## WORK ORDER
Write the records out once more. Leave each line exactly as given.

[Dataset entries]
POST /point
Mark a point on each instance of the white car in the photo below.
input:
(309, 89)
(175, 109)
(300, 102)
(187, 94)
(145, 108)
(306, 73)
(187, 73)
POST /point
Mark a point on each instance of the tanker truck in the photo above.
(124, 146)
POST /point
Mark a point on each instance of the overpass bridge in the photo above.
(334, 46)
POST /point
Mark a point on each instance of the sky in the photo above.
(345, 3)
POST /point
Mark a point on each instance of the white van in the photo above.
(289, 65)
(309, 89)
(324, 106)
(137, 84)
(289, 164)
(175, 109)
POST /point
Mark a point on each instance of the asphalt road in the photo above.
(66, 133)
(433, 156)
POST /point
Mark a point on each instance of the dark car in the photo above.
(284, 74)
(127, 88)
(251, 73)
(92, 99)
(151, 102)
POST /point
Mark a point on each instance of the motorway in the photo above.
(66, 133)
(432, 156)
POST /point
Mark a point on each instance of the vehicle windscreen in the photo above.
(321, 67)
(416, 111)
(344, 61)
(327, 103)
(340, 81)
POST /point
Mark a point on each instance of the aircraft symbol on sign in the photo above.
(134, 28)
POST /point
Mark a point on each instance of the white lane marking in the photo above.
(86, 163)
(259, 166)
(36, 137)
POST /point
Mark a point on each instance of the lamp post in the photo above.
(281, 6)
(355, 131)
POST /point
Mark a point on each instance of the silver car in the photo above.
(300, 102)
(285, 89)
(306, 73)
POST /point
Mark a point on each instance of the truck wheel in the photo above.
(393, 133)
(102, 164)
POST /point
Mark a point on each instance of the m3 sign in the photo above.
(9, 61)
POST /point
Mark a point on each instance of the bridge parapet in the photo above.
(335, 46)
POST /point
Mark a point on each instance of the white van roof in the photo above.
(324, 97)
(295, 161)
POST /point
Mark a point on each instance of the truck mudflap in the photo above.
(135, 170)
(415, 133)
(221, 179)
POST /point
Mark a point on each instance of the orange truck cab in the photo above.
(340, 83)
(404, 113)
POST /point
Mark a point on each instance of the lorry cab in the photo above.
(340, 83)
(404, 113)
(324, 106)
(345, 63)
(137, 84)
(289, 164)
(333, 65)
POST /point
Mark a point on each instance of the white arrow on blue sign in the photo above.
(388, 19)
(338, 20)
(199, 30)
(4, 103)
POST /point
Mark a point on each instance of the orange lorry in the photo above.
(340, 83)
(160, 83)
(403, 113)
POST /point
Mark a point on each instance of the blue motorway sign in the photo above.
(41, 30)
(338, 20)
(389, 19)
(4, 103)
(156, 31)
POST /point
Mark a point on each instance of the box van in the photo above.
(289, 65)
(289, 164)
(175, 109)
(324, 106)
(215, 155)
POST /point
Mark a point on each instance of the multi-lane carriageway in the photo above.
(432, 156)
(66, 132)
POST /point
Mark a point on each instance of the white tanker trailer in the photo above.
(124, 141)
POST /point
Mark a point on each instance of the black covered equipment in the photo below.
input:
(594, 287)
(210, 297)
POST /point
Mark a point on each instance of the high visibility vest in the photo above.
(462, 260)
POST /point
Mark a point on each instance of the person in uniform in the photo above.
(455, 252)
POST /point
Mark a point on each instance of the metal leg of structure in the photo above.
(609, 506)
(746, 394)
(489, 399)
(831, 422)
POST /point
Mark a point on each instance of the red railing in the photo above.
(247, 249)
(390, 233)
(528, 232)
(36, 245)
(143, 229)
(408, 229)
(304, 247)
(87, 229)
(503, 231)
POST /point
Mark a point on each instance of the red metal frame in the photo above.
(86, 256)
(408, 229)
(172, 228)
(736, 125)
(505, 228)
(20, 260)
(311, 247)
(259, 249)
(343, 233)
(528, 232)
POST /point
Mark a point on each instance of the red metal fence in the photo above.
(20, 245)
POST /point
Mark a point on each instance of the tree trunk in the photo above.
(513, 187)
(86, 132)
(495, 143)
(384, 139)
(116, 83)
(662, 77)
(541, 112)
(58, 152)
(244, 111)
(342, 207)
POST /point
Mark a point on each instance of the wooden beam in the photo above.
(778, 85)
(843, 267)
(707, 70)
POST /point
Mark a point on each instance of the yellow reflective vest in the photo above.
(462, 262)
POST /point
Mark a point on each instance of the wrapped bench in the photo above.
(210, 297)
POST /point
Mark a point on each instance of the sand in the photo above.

## RESPONSE
POST /point
Mark a point on each instance of the white car in the photo below.
input:
(309, 89)
(175, 109)
(300, 102)
(187, 94)
(145, 108)
(306, 73)
(187, 73)
POST /point
Mark a point on each instance of the tanker truck in the photo above.
(124, 146)
POST /point
Mark a point on each instance of the overpass bridge in the photo above.
(334, 46)
POST /point
Mark a point on each instance of the sky in the photo above.
(345, 3)
POST /point
Mark a point on each instance of the white van in the photo above.
(289, 65)
(309, 89)
(324, 106)
(137, 84)
(289, 164)
(175, 109)
POST /point
Mark a point on each instance of the asphalt road in the photo above.
(66, 133)
(433, 156)
POST /point
Mark a point on each instance of the dark car in the photo above.
(284, 74)
(127, 88)
(251, 73)
(92, 99)
(151, 102)
POST /point
Mark a point on each instance of the motorway in the photo above.
(66, 133)
(432, 156)
POST /point
Mark a point on each instance of the vehicle windscreen in the photo above.
(321, 67)
(416, 111)
(344, 61)
(327, 103)
(340, 81)
POST /point
Mark a point on each instance of the aircraft symbol on sign in the photo above.
(134, 28)
POST /point
Mark a point on each instance of the white lane marking in the photo above.
(86, 163)
(259, 166)
(36, 137)
POST /point
Mark a point on each instance of the lamp post in the photo above.
(281, 6)
(355, 131)
POST /point
Mark a point on each instance of the silver car in the photo above.
(300, 102)
(285, 89)
(306, 73)
POST /point
Mark a point on each instance of the truck wheel in the photo above.
(393, 133)
(102, 164)
POST /point
Mark a point on each instance of the m3 sign in the photo above.
(9, 61)
POST /point
Mark a point on each instance of the bridge parapet in the photo above.
(335, 46)
POST /point
Mark a point on each instance of the white van roof in the photo above.
(324, 97)
(295, 161)
POST /point
Mark a point on each instance of the truck mudflap in the photo above.
(135, 170)
(415, 133)
(221, 179)
POST /point
Mark a point on each instance of the orange truck cab in the photo above.
(340, 83)
(404, 113)
POST /point
Mark a point on each instance of the lorry cab in the photo above.
(340, 83)
(404, 113)
(324, 106)
(345, 63)
(137, 84)
(289, 164)
(333, 65)
POST /point
Mark a point on each instance of the white arrow on blue sign in the photo above.
(388, 19)
(338, 20)
(199, 30)
(4, 103)
POST /point
Mark a point on each instance of the orange lorry in the photo above.
(340, 83)
(160, 83)
(403, 113)
POST /point
Mark a point on each instance of the blue motorway sign in the photo above.
(41, 30)
(338, 20)
(389, 19)
(4, 103)
(156, 31)
POST /point
Mark a point on each instance of the box van in the photo above.
(289, 65)
(289, 164)
(175, 109)
(324, 106)
(215, 155)
POST /point
Mark a point on each instance of the multi-lane carriageway in the photo above.
(432, 156)
(66, 132)
POST /point
Mark a point on each instance of the white tanker trailer in the photo above.
(124, 141)
POST /point
Mark a point on each instance of the black covered equipment in the photo below.
input:
(594, 287)
(210, 297)
POST /point
Mark a point on each instance of the high visibility vest in the photo above.
(462, 260)
POST /point
Mark a point on each instance of the person in uniform in the photo above.
(455, 252)
POST /point
Mark a point on each instance of the metal leg of structure in the photo above.
(609, 506)
(746, 394)
(489, 399)
(831, 422)
POST /point
Mark a point on each instance of the red railing in the photo above.
(247, 249)
(390, 233)
(528, 232)
(36, 245)
(143, 229)
(408, 229)
(304, 247)
(87, 229)
(503, 231)
POST /point
Mark a point on each instance of the red metal frame in the photo above.
(86, 256)
(408, 229)
(172, 228)
(736, 125)
(505, 228)
(20, 260)
(311, 247)
(259, 249)
(343, 233)
(528, 232)
POST /point
Mark a point on each instance of the red metal fence in the photo above.
(20, 245)
POST /point
Mark a point on each instance of the tree trunk in the photo above.
(513, 187)
(86, 132)
(495, 143)
(384, 139)
(116, 83)
(662, 77)
(541, 112)
(58, 152)
(244, 111)
(342, 207)
POST /point
Mark a point on each instance of the wooden beam in the photo above.
(778, 85)
(843, 267)
(707, 70)
POST /point
Mark a point on each instance of the yellow reflective vest in the photo above.
(462, 262)
POST /point
Mark a point on each instance of the wrapped bench in the photo above.
(210, 297)
POST /point
Mark a point on each instance of the sand in the photo above.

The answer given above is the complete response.